--- start Material provided ---

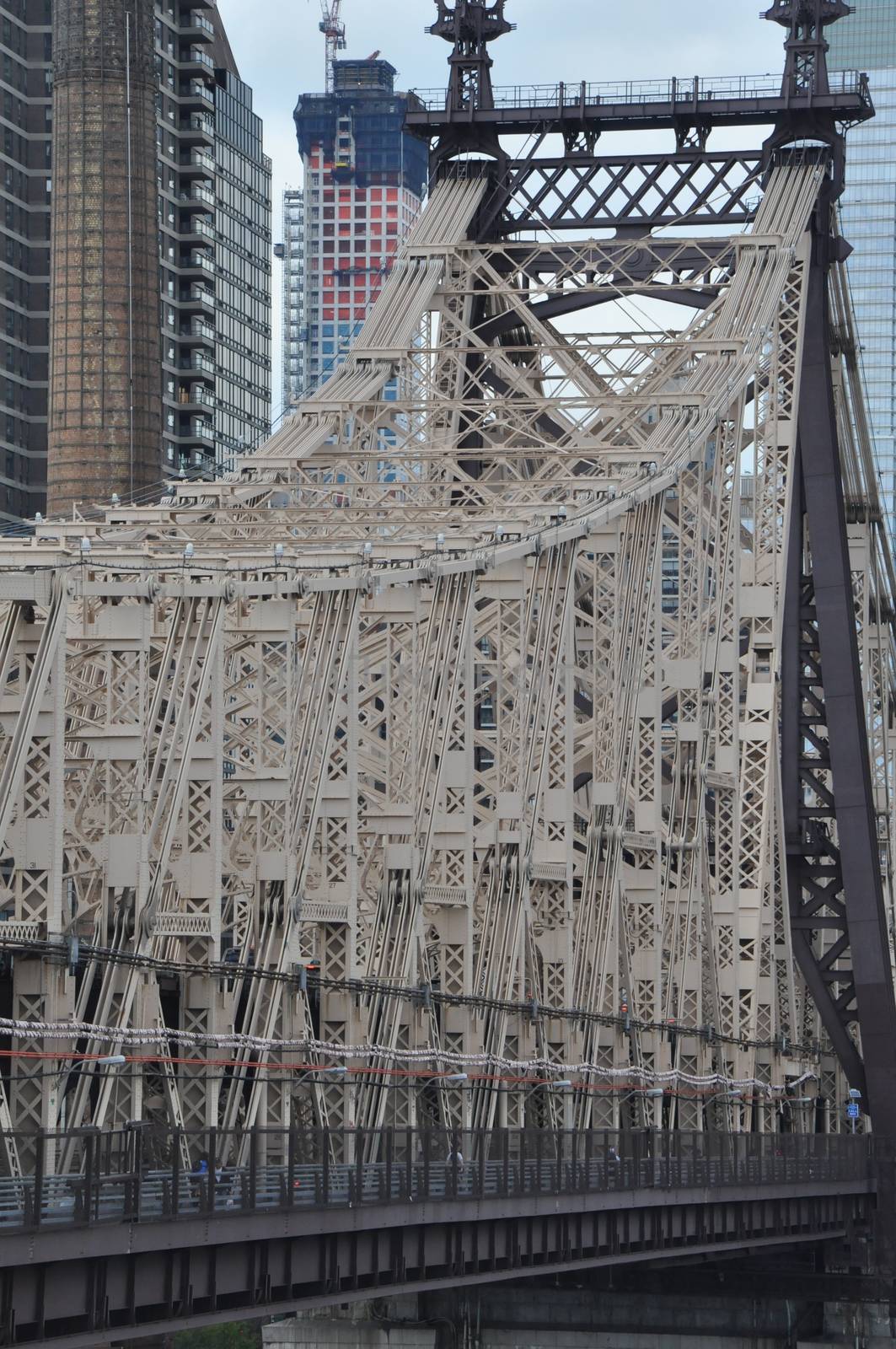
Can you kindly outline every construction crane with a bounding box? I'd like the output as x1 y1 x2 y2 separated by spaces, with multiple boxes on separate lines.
319 0 346 93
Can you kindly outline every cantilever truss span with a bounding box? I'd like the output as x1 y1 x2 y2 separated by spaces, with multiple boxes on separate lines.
0 145 896 1167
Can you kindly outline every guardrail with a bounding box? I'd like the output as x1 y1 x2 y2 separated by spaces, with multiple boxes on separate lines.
410 70 867 113
0 1125 874 1236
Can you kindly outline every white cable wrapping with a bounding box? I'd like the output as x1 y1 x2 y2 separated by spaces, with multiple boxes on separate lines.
0 1017 817 1098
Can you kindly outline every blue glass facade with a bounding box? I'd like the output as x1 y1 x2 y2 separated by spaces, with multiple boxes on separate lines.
829 0 896 540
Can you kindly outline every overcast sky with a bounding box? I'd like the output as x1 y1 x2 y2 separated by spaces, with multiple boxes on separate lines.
212 0 784 416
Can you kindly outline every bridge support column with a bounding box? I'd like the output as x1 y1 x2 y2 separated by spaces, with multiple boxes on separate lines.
262 1297 438 1349
797 1302 896 1349
263 1283 831 1349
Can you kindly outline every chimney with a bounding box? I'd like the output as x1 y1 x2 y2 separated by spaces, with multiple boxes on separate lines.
47 0 162 514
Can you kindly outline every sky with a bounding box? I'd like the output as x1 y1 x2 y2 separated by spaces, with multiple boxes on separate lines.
212 0 784 417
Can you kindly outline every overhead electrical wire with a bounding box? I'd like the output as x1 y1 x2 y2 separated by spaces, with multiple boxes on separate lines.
0 938 820 1057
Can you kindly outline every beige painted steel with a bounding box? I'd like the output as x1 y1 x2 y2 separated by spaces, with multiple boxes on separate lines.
0 164 896 1167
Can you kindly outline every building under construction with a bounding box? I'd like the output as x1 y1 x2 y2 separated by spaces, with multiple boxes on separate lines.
292 56 427 393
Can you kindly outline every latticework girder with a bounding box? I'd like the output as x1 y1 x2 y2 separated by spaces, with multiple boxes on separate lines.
0 145 896 1164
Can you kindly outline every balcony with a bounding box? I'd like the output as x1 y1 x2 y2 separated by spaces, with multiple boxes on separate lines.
178 150 215 178
178 112 215 143
178 184 215 211
177 384 216 411
177 286 215 314
177 211 215 243
189 417 215 445
181 9 215 42
180 250 215 277
178 79 215 108
177 319 215 347
178 47 215 74
177 351 215 378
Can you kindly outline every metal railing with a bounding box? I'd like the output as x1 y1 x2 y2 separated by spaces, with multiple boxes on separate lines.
411 70 867 112
0 1125 874 1236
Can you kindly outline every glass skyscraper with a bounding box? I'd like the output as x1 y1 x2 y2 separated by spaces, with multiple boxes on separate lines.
293 56 427 396
274 187 308 413
827 0 896 540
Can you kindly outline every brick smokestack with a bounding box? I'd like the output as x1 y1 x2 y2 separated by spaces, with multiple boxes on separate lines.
47 0 162 513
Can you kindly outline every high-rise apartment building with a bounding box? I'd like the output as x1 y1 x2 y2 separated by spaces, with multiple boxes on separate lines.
155 0 271 474
829 0 896 540
274 187 308 411
285 58 427 394
0 0 52 526
0 0 271 528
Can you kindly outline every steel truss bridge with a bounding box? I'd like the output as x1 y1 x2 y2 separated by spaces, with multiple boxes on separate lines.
0 0 896 1327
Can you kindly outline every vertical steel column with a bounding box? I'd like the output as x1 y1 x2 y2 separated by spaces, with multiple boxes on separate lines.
783 210 896 1136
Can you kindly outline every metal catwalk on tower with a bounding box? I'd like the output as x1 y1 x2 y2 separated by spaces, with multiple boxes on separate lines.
0 0 896 1169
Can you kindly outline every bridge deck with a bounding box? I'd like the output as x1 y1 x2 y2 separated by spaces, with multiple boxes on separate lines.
0 1136 876 1349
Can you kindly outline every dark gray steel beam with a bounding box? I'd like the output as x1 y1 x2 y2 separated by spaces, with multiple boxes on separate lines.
405 88 874 140
783 229 896 1137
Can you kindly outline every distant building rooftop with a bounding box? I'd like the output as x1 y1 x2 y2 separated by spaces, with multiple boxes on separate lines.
333 61 398 93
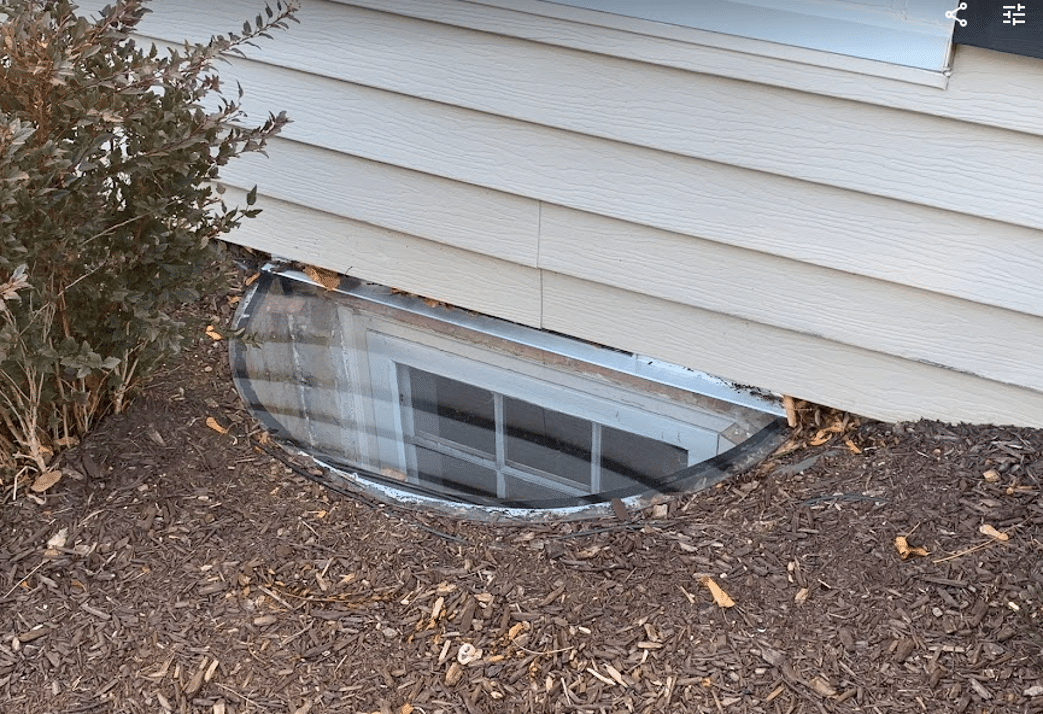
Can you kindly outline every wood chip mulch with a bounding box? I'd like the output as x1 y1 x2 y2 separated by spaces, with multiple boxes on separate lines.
0 325 1043 714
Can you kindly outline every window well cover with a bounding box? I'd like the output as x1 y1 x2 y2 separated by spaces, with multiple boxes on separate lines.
232 265 780 510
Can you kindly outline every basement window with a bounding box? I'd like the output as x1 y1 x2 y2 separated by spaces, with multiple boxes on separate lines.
232 269 781 514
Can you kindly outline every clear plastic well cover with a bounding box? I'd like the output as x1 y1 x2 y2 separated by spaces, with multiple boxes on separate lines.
232 264 779 509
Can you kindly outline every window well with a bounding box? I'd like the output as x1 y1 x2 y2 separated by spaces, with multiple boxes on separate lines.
232 268 781 515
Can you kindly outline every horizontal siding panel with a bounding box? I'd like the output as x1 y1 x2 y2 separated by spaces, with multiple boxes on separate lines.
540 205 1043 392
205 63 1043 315
136 2 1043 228
222 138 539 267
543 272 1043 427
321 0 1043 136
225 188 540 327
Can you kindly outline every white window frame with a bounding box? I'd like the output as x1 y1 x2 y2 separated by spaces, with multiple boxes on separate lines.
366 330 721 498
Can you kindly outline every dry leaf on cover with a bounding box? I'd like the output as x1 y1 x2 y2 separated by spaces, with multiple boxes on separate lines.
978 523 1011 541
895 536 927 561
699 575 735 608
305 266 340 292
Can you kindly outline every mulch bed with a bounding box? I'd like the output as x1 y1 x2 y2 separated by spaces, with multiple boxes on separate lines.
0 293 1043 714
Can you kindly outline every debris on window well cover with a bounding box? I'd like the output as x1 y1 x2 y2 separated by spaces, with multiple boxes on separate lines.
231 268 784 513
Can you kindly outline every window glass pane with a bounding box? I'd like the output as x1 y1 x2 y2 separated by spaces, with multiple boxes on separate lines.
504 397 591 488
601 426 688 491
416 446 496 498
399 367 496 457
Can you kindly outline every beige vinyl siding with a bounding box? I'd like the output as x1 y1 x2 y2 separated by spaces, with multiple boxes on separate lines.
143 0 1043 425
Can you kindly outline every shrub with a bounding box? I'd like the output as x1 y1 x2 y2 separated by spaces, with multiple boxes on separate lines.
0 0 296 479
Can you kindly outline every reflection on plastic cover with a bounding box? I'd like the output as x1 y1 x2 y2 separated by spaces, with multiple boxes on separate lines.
232 264 779 509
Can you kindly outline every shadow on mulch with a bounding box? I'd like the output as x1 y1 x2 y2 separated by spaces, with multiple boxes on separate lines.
0 291 1043 714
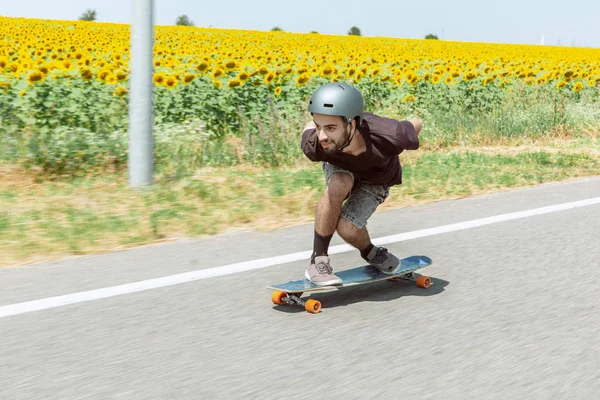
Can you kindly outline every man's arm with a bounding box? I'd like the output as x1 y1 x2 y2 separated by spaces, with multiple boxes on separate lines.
301 121 319 161
408 118 423 135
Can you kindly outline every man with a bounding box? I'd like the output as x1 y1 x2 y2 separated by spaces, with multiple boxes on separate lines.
302 82 422 286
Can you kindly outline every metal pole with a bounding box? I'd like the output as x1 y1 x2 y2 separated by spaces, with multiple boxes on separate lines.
128 0 154 186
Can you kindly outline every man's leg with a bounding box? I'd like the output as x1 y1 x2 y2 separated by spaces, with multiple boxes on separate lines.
304 166 354 285
313 172 354 257
337 183 399 273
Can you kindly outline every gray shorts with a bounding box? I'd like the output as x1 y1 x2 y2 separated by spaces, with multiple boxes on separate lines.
323 162 390 229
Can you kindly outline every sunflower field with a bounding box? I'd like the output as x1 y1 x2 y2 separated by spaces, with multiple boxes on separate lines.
0 17 600 173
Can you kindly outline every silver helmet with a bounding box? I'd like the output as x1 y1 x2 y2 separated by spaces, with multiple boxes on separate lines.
308 82 365 125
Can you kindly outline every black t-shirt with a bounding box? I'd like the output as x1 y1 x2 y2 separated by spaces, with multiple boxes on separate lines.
302 113 419 186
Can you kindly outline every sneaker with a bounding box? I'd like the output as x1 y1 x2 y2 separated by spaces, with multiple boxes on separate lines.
304 256 342 286
367 246 400 275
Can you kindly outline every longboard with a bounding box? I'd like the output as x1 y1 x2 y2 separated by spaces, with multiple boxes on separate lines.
267 256 433 314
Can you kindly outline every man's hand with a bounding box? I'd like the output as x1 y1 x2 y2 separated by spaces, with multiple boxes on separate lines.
408 118 423 135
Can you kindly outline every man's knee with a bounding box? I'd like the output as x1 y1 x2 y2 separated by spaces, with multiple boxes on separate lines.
327 172 354 202
336 217 360 239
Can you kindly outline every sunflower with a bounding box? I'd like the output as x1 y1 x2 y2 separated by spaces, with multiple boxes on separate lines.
402 94 417 103
104 72 119 85
27 71 45 85
165 75 179 89
153 72 166 85
225 60 238 70
183 74 198 85
196 61 208 73
264 72 275 84
227 79 242 89
212 68 224 79
113 86 128 97
463 71 478 82
321 65 333 77
115 69 127 82
0 82 12 93
296 73 310 86
79 68 93 80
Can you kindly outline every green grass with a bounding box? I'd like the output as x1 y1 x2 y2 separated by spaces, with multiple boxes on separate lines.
0 139 600 266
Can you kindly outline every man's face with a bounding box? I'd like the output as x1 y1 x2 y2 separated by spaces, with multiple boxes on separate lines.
313 114 351 153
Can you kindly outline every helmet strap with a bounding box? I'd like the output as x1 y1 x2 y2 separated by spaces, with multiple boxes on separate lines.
336 123 357 151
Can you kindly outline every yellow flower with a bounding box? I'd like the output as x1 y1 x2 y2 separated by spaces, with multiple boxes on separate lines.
196 61 208 73
104 73 118 85
227 79 242 89
79 68 93 80
463 71 479 82
0 82 12 93
402 94 416 103
183 74 198 85
225 60 238 70
115 69 127 82
321 65 333 77
98 69 111 82
296 73 310 86
165 75 179 89
264 72 275 83
113 86 128 97
27 71 45 85
153 72 166 86
212 68 224 79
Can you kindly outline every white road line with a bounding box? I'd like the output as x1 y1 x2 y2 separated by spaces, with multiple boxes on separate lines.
0 197 600 318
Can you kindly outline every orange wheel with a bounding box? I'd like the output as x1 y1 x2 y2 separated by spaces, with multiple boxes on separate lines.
304 300 321 314
417 276 431 289
271 292 287 304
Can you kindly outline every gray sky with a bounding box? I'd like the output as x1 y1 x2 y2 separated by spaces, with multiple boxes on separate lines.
0 0 600 47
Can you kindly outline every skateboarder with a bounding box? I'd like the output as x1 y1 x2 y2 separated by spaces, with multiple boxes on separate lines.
302 82 422 286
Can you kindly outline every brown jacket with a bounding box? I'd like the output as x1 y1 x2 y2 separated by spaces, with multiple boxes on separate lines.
302 113 419 186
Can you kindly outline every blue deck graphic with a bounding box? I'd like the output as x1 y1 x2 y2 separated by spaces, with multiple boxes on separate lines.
269 256 432 292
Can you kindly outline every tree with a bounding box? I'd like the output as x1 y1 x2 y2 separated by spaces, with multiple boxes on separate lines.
79 8 96 21
348 26 362 36
175 15 194 26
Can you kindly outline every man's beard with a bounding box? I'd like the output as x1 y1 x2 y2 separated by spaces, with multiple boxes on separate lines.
323 126 350 154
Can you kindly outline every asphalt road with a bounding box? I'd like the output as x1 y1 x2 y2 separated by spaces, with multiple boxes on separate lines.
0 178 600 400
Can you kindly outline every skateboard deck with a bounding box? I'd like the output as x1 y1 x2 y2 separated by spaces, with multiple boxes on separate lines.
267 256 433 313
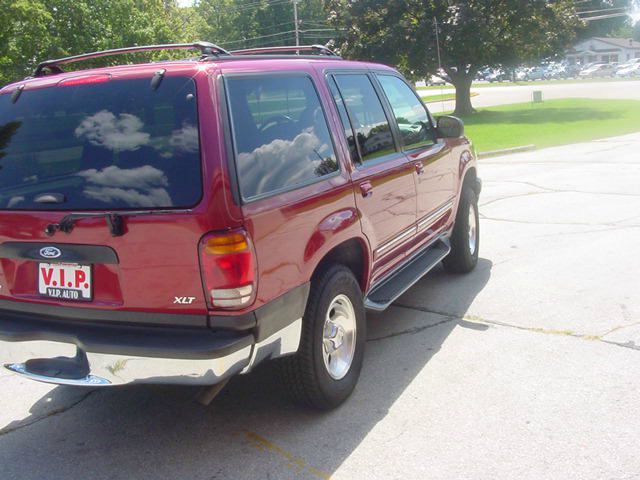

--- end Material provided ---

Please rewrite the lines from the line with "Can you kindly outline every sunflower field" to the line with "336 217 360 239", both included, keeping each request as it is and multiplying every bounding box coordinate by 2.6, rounded to the nearest whole number with halves going up. Give back only those lines.

Solution below:
Can you kindly outline every sunflower field with a bounding box? I'd like the output as x1 y1 x2 y2 separated by spaces, with multiple boxes on separate lines.
0 44 1560 450
Can you kindly outline every silver helmet with a bounding box? I'd like the output as x1 y1 x2 y2 separated by spaces, with multiple boxes on separate lines.
801 213 949 325
Can you kindly outline every black t-shirt with a bounding box? I'd like the output as x1 y1 x2 y2 separated by spaces, with multiple boxes on separate lines.
785 294 1089 484
Can you kindly outline every sneaker with a bounding box? I'd like the output as x1 y1 x2 y2 separated by spaces, with multiple boxes on separate lines.
790 666 889 744
954 640 1040 715
Can you kindly outline every longboard with a bounding box? I'd like the output as x1 y1 x2 y2 separated by spaces, with multiple boxes on separate lines.
694 666 1126 816
Can you kindly outline every man's hand with a bounding box? I'd like the output as x1 y1 x2 y2 separated by spaces, with multiple boxes on separate lines.
1061 307 1100 351
Can you kindly outline every man's knee with a bounding box? I'd like the output as x1 y1 x2 y2 separated by spaces, with multiple boxes on separate lines.
850 447 920 525
874 564 936 621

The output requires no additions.